◆ PROBLEM DETAILS: Each entry below is to be transcribed exactly.
┌─ DATA SHOWN
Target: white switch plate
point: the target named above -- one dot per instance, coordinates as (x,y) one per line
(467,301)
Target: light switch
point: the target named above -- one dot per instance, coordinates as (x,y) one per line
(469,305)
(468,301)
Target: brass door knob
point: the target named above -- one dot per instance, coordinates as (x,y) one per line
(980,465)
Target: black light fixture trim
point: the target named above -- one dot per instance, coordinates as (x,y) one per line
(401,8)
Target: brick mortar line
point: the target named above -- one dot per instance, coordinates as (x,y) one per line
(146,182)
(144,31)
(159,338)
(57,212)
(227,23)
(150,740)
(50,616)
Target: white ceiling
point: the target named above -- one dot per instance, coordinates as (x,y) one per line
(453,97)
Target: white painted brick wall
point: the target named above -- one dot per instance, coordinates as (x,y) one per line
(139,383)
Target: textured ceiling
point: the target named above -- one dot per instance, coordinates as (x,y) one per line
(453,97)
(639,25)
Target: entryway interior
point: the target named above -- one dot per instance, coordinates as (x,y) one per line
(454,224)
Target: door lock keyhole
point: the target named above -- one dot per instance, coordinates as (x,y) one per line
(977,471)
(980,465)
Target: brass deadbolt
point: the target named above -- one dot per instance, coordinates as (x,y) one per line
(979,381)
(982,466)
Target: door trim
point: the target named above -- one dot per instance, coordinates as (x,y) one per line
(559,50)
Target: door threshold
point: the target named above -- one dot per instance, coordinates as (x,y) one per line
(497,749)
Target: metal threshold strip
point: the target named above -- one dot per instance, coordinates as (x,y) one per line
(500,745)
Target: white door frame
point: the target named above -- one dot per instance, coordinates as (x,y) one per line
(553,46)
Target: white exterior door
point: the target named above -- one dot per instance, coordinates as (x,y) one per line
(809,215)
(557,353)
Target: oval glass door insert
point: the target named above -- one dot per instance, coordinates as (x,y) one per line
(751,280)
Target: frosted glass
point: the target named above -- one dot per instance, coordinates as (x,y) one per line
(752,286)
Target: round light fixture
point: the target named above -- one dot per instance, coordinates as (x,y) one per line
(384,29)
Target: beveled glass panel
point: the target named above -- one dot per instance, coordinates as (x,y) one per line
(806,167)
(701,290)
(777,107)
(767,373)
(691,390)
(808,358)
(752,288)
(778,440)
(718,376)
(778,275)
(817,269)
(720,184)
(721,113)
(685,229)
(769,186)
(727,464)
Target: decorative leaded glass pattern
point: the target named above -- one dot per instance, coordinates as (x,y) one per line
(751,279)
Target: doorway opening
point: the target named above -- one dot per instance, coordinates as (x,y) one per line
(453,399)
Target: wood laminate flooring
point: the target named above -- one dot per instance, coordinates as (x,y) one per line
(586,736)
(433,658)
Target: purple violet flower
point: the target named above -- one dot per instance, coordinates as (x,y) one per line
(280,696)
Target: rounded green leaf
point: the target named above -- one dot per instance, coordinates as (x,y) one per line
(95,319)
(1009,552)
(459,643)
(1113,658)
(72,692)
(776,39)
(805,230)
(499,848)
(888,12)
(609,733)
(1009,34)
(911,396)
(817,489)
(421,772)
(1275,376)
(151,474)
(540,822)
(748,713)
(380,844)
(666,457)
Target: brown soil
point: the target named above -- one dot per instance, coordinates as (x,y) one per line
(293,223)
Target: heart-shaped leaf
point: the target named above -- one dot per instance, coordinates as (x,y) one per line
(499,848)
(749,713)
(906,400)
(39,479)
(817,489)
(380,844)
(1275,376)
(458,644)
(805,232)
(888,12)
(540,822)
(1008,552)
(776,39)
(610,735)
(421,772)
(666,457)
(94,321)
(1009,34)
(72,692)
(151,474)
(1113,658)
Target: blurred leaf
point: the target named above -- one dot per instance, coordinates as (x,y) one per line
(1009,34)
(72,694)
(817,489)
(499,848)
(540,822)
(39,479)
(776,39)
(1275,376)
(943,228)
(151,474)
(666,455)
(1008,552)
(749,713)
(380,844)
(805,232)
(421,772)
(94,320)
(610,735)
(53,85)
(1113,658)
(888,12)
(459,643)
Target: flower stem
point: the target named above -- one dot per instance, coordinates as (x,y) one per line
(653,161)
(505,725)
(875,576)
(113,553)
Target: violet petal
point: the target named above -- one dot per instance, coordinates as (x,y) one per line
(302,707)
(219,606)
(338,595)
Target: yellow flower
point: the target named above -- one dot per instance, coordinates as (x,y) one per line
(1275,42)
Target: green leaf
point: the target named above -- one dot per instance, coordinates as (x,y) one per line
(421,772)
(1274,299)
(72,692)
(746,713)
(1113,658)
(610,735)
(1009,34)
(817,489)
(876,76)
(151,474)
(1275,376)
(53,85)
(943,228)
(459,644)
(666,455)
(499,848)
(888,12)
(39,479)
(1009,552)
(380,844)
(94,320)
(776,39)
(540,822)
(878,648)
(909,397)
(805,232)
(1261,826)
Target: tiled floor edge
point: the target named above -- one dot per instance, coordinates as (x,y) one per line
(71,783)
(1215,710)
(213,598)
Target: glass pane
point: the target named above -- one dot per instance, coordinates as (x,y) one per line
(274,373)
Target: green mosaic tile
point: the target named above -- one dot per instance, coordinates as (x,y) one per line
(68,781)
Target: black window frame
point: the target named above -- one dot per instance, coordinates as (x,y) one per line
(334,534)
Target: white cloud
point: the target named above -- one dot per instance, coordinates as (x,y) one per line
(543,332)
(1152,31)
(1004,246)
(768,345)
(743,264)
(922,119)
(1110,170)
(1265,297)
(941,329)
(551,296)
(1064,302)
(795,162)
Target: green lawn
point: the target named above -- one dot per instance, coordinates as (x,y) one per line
└─
◆ RESULT FOR THIS EXERCISE:
Target: white switch plate
point: the target named above -- one dot per instance, coordinates as (x,y) one per line
(467,301)
Target: light switch
point: the target named above -- one dot per instance, coordinates as (x,y) one per line
(469,305)
(468,301)
Target: brass door knob
point: the target named above -- one dot per instance, coordinates as (x,y) one per line
(980,465)
Target: black light fixture trim
point: the target named above -- one dot per instance, coordinates as (x,y) one per line
(401,8)
Target: brick mortar line
point: the target named above -- one dot per instance, coordinates as (x,y) one per line
(146,182)
(144,31)
(159,338)
(57,212)
(227,23)
(150,740)
(50,616)
Target: white ceiling
point: the target named above -- one dot per instance, coordinates as (x,y) one per line
(453,97)
Target: white painted brick wall
point: the target named above -- one dot per instance, coordinates as (x,y) one per line
(139,383)
Target: textured ceiling
point: the target named above -- one dot per instance, coordinates as (x,y) one per line
(453,97)
(639,25)
Target: entryway interior
point: the target named above -- one dot per instance, coordinates as (x,y) one per line
(454,224)
Target: door lock keyhole
point: the target named above -- one dot per instance, coordinates as (x,y) one per line
(977,471)
(980,465)
Target: brass deadbolt
point: the target named above -- one dot per instance, coordinates as (x,y) one per line
(979,381)
(982,466)
Target: door trim
point: the target named above -- one dot per instance, coordinates as (x,y) one per line
(559,50)
Target: door threshold
point: the target named above -- one dot per instance, coordinates as (x,y) one per line
(497,749)
Target: metal threshold strip
point: the target named above -- one dot per instance, coordinates as (x,y) one per line
(500,745)
Target: white door frame
point: the target named above -- one dot per instance, coordinates as (x,y) one per line
(553,46)
Target: white exterior door
point: the target named above -- one dot per instance, coordinates as (x,y) one per line
(809,215)
(557,353)
Target: oval glass door insert
point: the target named above -- one dot per instance, coordinates as (x,y) one per line
(751,280)
Target: frosted glass
point: the target named above -- one dot per instance, coordinates as (x,y) one per line
(752,286)
Target: round light fixture
point: the target named above -- one dot per instance, coordinates as (x,y) one per line
(384,29)
Target: beveled glass panel
point: the target named above -- one dot per instance, coordinates as (x,y) one per line
(806,167)
(701,290)
(777,107)
(767,373)
(691,390)
(808,358)
(752,288)
(778,440)
(718,376)
(778,275)
(817,269)
(720,184)
(721,113)
(685,229)
(769,186)
(727,464)
Target: decorative leaded glass pattern
point: the target named above -- one dot per instance, coordinates as (x,y) one per line
(751,279)
Target: doorway opening
point: the target named above -- one dot per instance, coordinates as (x,y) one per line
(453,399)
Target: wood laminate flooring
point: the target named above -- one dot per instance, coordinates as (x,y) one per line
(586,736)
(433,658)
Target: purple violet flower
point: the target named above -- one dot per instance, coordinates as (x,y) one per line
(280,696)
Target: rounded green leaf
point: the target named above -- one dot per instance, coordinates as (x,y) one per line
(95,319)
(1009,552)
(459,643)
(1113,658)
(72,692)
(776,39)
(805,230)
(499,848)
(888,12)
(609,733)
(1009,34)
(911,396)
(817,489)
(421,772)
(1275,376)
(151,474)
(540,822)
(748,713)
(380,844)
(666,457)
Target: brown soil
point: the target named above -- one dot per instance, coordinates as (x,y) one per line
(293,223)
Target: heart-shaped leaf
point: the target named above -- one dot per instance, coordinates as (x,y) one per line
(499,848)
(749,713)
(906,400)
(39,479)
(817,489)
(380,844)
(1275,376)
(458,644)
(805,232)
(888,12)
(540,822)
(1008,552)
(776,39)
(610,735)
(421,772)
(666,457)
(94,321)
(1009,34)
(72,692)
(151,474)
(1113,658)
Target: blurred leaf
point: the target named above -- one dot per instance, coordinates as (x,y) one per line
(1009,34)
(72,694)
(817,489)
(499,848)
(540,822)
(39,479)
(776,39)
(1275,376)
(943,228)
(151,474)
(666,455)
(1008,552)
(749,713)
(380,844)
(805,232)
(421,772)
(94,320)
(610,735)
(53,85)
(1113,658)
(888,12)
(459,643)
Target: flower stem
point: the target named above -- one dot per instance, coordinates as (x,y) one per line
(653,161)
(505,725)
(875,576)
(113,553)
Target: violet petal
point: the target named above -- one dot per instance, coordinates as (x,y) one per line
(302,707)
(219,606)
(338,595)
Target: yellow flower
point: the target named above -- one dot per instance, coordinates as (x,y) one per line
(1275,42)
Target: green leaf
point: the target named above -- one dot per instance, coordinates as (x,y) one per line
(421,772)
(1274,299)
(72,692)
(746,713)
(1113,658)
(610,735)
(1009,34)
(817,489)
(876,76)
(151,474)
(1275,376)
(53,85)
(943,228)
(459,644)
(666,455)
(499,848)
(888,12)
(39,479)
(1009,552)
(380,844)
(94,320)
(776,39)
(540,822)
(878,648)
(909,397)
(805,232)
(1261,826)
Target: tiled floor edge
point: the target named above -- one dot per instance, coordinates as (x,y) one per line
(71,783)
(1215,710)
(213,598)
Target: glass pane
point: the target named above -- one dot per instance, coordinates as (x,y) one per line
(274,373)
Target: green mosaic tile
point: the target named above -- one dot per instance, coordinates as (x,y) one per line
(68,781)
Target: black window frame
point: the target named above -- one dot per instance, coordinates as (x,y) one per line
(334,534)
Target: white cloud
point: the target named above -- one dot per instance, coordinates as (x,y) one per line
(543,332)
(1152,31)
(1004,246)
(768,345)
(743,264)
(922,119)
(1110,170)
(1265,297)
(941,329)
(551,296)
(1064,302)
(795,162)
Target: green lawn
point: the target named above -- one dot per instance, coordinates as (x,y) one per line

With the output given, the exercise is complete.